*BRIEF*:
Rewrite the items below, starting with the line that contains "Question. Give the pixel coordinates of a point on the coal" and going on through the line that contains "x=431, y=389", with the wording of each item kept as is. Multiply every coordinate in the answers by 1.15 and round to whole numbers, halves up, but leave the sample coordinates in the item wording unchanged.

*GIVEN INFORMATION*:
#####
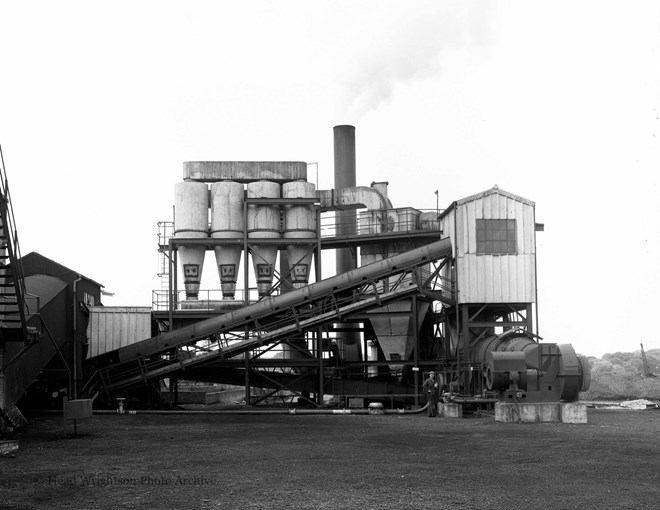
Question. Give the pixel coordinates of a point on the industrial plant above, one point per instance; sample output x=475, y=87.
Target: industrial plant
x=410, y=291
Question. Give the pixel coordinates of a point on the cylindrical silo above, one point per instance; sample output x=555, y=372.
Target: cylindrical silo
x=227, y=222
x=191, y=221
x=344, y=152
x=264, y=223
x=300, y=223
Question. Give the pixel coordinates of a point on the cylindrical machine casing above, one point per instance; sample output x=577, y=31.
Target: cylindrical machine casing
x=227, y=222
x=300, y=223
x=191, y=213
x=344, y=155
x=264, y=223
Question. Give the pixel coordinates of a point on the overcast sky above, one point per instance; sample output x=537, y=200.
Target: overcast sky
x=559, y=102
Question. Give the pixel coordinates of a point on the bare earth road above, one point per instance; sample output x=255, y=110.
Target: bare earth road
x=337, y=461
#####
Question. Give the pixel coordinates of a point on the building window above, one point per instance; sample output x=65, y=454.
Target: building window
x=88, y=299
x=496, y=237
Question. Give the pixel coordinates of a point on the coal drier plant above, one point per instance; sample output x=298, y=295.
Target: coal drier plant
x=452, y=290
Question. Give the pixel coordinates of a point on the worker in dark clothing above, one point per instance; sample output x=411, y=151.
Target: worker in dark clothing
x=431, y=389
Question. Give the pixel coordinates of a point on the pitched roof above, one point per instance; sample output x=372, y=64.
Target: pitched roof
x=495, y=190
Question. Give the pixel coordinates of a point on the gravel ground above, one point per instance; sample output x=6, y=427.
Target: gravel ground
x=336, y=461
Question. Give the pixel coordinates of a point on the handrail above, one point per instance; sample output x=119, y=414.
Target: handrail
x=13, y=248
#####
*SOLUTION TO THE PROBLEM*:
Question. Give the pixel coordinates of a point on the coal drier plant above, one point per instance; sample output x=298, y=295.
Target: coal drier plant
x=520, y=334
Question. Give the pixel coordinates of a point on the worker in dark clothing above, one point per instance; sample output x=411, y=151.
Target: worker in dark clothing
x=496, y=447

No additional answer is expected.